======== DATASET RECORDS ========
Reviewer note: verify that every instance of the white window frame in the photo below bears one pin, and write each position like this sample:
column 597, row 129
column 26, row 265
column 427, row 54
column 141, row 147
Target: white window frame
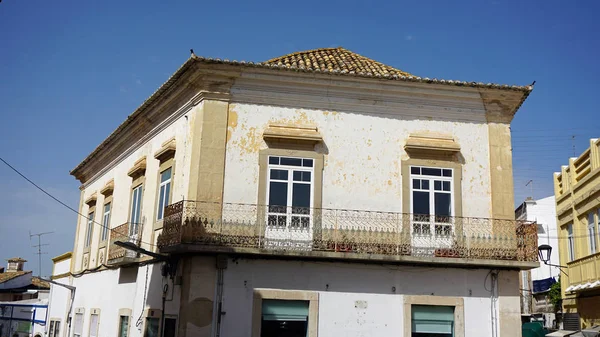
column 570, row 242
column 135, row 217
column 162, row 192
column 78, row 326
column 290, row 189
column 89, row 230
column 106, row 221
column 592, row 232
column 423, row 226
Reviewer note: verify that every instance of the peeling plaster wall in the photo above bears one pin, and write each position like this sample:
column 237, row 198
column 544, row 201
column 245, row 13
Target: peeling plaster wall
column 341, row 285
column 362, row 155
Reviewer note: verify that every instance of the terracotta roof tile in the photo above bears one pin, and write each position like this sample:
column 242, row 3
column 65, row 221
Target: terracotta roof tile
column 336, row 60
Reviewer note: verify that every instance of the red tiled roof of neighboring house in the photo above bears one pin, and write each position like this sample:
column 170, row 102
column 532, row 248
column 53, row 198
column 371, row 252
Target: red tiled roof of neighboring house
column 11, row 275
column 337, row 60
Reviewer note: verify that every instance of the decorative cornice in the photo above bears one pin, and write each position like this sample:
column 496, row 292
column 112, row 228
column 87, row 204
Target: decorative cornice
column 62, row 257
column 167, row 150
column 91, row 201
column 138, row 169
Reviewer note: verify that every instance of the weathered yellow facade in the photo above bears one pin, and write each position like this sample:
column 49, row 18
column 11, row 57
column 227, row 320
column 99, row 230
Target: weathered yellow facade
column 577, row 190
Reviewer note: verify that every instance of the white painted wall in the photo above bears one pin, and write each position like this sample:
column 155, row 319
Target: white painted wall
column 340, row 284
column 363, row 155
column 543, row 211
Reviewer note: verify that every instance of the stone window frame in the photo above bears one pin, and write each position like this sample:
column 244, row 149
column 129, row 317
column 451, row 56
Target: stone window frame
column 91, row 203
column 152, row 313
column 289, row 295
column 457, row 302
column 94, row 311
column 138, row 176
column 124, row 312
column 263, row 180
column 165, row 164
column 434, row 162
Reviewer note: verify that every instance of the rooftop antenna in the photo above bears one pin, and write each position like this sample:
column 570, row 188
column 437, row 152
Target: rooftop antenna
column 530, row 182
column 39, row 247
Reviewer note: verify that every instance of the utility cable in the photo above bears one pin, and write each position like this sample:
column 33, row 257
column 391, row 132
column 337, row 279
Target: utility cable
column 59, row 201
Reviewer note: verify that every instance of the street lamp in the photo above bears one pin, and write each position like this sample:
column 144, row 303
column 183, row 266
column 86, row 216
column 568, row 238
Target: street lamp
column 544, row 252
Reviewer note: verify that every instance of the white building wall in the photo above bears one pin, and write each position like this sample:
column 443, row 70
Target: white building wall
column 363, row 155
column 120, row 209
column 341, row 284
column 543, row 211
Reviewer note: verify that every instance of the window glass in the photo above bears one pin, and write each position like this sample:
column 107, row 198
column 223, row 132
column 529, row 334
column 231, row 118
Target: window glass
column 432, row 321
column 284, row 318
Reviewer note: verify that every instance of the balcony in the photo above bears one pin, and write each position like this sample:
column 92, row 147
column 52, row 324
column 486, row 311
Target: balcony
column 194, row 226
column 584, row 273
column 126, row 232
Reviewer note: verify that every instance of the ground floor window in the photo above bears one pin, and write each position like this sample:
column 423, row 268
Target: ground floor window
column 284, row 318
column 432, row 321
column 123, row 326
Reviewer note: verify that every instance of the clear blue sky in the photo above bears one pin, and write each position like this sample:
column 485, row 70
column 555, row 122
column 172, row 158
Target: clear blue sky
column 71, row 71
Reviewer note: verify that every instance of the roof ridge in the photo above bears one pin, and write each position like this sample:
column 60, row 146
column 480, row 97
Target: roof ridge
column 303, row 52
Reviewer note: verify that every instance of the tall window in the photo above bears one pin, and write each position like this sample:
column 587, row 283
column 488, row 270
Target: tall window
column 123, row 326
column 290, row 192
column 105, row 222
column 78, row 325
column 90, row 228
column 431, row 198
column 164, row 191
column 432, row 321
column 136, row 209
column 570, row 243
column 93, row 325
column 592, row 232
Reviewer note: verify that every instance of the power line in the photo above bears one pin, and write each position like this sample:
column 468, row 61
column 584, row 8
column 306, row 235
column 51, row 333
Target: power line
column 59, row 201
column 39, row 247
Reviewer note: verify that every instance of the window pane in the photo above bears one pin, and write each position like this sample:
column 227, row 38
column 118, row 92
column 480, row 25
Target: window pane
column 291, row 161
column 442, row 204
column 446, row 185
column 417, row 183
column 279, row 174
column 161, row 202
column 165, row 175
column 151, row 327
column 301, row 198
column 420, row 202
column 431, row 171
column 277, row 197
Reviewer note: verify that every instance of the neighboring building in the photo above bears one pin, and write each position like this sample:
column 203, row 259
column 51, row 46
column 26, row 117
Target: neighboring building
column 23, row 301
column 318, row 193
column 535, row 283
column 577, row 190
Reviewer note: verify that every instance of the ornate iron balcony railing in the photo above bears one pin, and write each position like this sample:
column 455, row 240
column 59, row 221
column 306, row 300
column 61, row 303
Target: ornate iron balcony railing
column 349, row 231
column 127, row 232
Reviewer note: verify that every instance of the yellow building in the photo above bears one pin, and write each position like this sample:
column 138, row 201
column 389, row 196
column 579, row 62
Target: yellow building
column 577, row 189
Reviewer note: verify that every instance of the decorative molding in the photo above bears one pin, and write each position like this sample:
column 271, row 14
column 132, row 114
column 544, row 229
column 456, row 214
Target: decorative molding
column 108, row 188
column 91, row 201
column 138, row 169
column 297, row 133
column 431, row 142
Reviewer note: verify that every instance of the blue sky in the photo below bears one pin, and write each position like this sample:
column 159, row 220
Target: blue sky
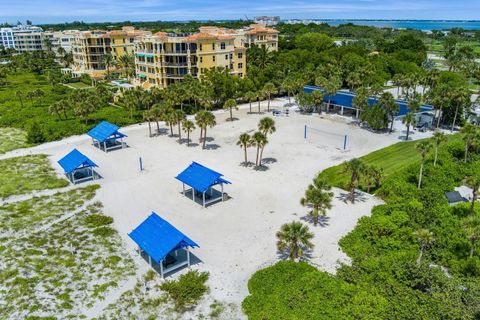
========
### WRITTEN INSTRUCTION
Update all the records above, replacing every "Reviewer note" with "Annotator note" and leaving everything else unchanged. Omit the pictures from your answer.

### COMPLETED TASK
Annotator note: verify that every instance of the white window frame in the photo below bears one pin, and write each position like this sample:
column 597, row 129
column 26, row 265
column 427, row 54
column 141, row 147
Target: white window frame
column 570, row 242
column 135, row 217
column 162, row 192
column 78, row 326
column 290, row 189
column 89, row 230
column 106, row 221
column 592, row 232
column 423, row 226
Annotator note: verify that every instance of the peeling plaster wall in the photo above bears one pin, and write each position like this sample:
column 237, row 198
column 544, row 201
column 245, row 13
Target: peeling plaster wall
column 341, row 285
column 362, row 155
Annotator note: verify that every instance of the terracotta roof tile in the photo above bears one pin, and write each position like this sample:
column 242, row 3
column 65, row 221
Target: terracotta roof tile
column 336, row 60
Annotator note: verify that every instance of the red tiled roof of neighboring house in the photo above bears one pin, and write each position like this sample:
column 170, row 102
column 532, row 248
column 53, row 198
column 371, row 252
Target: red tiled roof of neighboring house
column 11, row 275
column 337, row 60
Annotator note: verify that every instance of the decorative cornice in the photo above bears one pin, and write each position like this sample:
column 496, row 292
column 112, row 228
column 87, row 204
Target: decorative cornice
column 62, row 257
column 167, row 150
column 91, row 201
column 138, row 169
Annotator note: verify that every instance of the weathered yellow facade in the photo above bears one pin, and write each position like this sample:
column 49, row 18
column 11, row 57
column 227, row 320
column 99, row 230
Target: weathered yellow facade
column 577, row 190
Annotator note: verify that every instance of the white painted wall in the photo above bears one pin, and write each position like this sample:
column 155, row 319
Target: white painted wall
column 340, row 284
column 363, row 155
column 543, row 211
Annotator note: verify that every instance of the stone window frame in the photo above bears one pin, and write each position like this sample:
column 244, row 149
column 129, row 317
column 451, row 56
Target: stone window frame
column 91, row 203
column 152, row 313
column 289, row 295
column 457, row 302
column 94, row 311
column 138, row 176
column 124, row 312
column 263, row 180
column 165, row 164
column 434, row 162
Annotator note: verify that every instance of the rooftop antenna in the photo above bears one pin, and write each position like this sample:
column 570, row 188
column 437, row 152
Target: rooftop antenna
column 530, row 182
column 39, row 247
Annotator note: verify that every instance of the utility cable in the photo above bears one pin, and write each position like this sample:
column 33, row 257
column 391, row 132
column 337, row 279
Target: utility cable
column 59, row 201
Annotator note: verify that every instance of the street lamp in the photo above bears one pin, and write each position like this sample:
column 144, row 303
column 183, row 266
column 86, row 216
column 568, row 238
Target: street lamp
column 544, row 252
Annotator note: verify that every instance of the white building wall in the photo above bears one pin, and write each position like this sample:
column 443, row 70
Target: white building wall
column 363, row 155
column 120, row 209
column 341, row 284
column 543, row 211
Annotator note: verify that every instance of the window glass in the photo above bears one pin, and write each position like this sample:
column 107, row 198
column 223, row 132
column 529, row 334
column 231, row 118
Target: window glass
column 432, row 321
column 284, row 318
Annotator note: verify that every instance of the balcony in the photo above bears one pin, and write each position like this sample:
column 92, row 147
column 52, row 324
column 486, row 311
Target: balcony
column 194, row 226
column 584, row 273
column 126, row 232
Annotator note: verify that every instance of the ground floor window in the photo above bears one pin, and write each position like this sample:
column 423, row 268
Target: ground floor window
column 284, row 318
column 432, row 321
column 123, row 326
Annotator note: verify that every instance of the clear blue sky in the photo above bears one pin, and write each position like this sample:
column 485, row 70
column 555, row 122
column 172, row 158
Target: clear blue sky
column 71, row 71
Annotator note: verify that every instance of the roof ridge in the photo above bears one pin, and write each position like this sample:
column 60, row 146
column 480, row 97
Target: roof ridge
column 303, row 52
Annotator note: verify that every instance of the tall window in the photo above bears one pin, and write each position like this sample:
column 587, row 283
column 488, row 270
Target: tall window
column 123, row 326
column 290, row 192
column 105, row 222
column 78, row 325
column 90, row 228
column 431, row 198
column 164, row 191
column 432, row 321
column 136, row 209
column 570, row 243
column 93, row 325
column 592, row 232
Annotator note: verify that every instance of the power line in the photo above bears one pin, and write each position like this sample:
column 468, row 61
column 584, row 8
column 306, row 235
column 51, row 333
Target: power line
column 59, row 201
column 39, row 247
Annotator note: verify that every instance of the window pane in the photo above bears one pin, and write each position like this sample:
column 227, row 38
column 118, row 92
column 480, row 25
Target: window pane
column 291, row 161
column 442, row 204
column 446, row 185
column 417, row 183
column 279, row 174
column 161, row 202
column 165, row 175
column 151, row 327
column 301, row 198
column 420, row 202
column 431, row 171
column 277, row 197
Annotator note: verify that every instance of the neighboring building in the photo above bears one pin, and write each position like this sample:
column 203, row 259
column 51, row 46
column 26, row 117
Target: neighboring building
column 23, row 301
column 318, row 193
column 535, row 283
column 577, row 190
Annotator note: verify that every instance of the ornate iron balcony railing in the photo above bears one pin, and write each position like this sample:
column 455, row 240
column 59, row 221
column 306, row 300
column 61, row 303
Target: ornate iron balcony railing
column 349, row 231
column 127, row 232
Annotator note: verify that every instance of the yellow building in the photo above bears one pin, and write each position like this sample:
column 138, row 201
column 389, row 196
column 579, row 62
Target: yellow building
column 577, row 189
Annotator note: verify that every instance of the decorative molding in the photo above bears one pin, and write each position like this sample:
column 271, row 14
column 132, row 114
column 544, row 229
column 456, row 214
Target: decorative molding
column 108, row 188
column 91, row 201
column 138, row 169
column 297, row 133
column 431, row 142
Annotator note: verify that every instance of the blue sky in the photo below bears one pin, and write each position like this sample:
column 159, row 220
Target: blue sky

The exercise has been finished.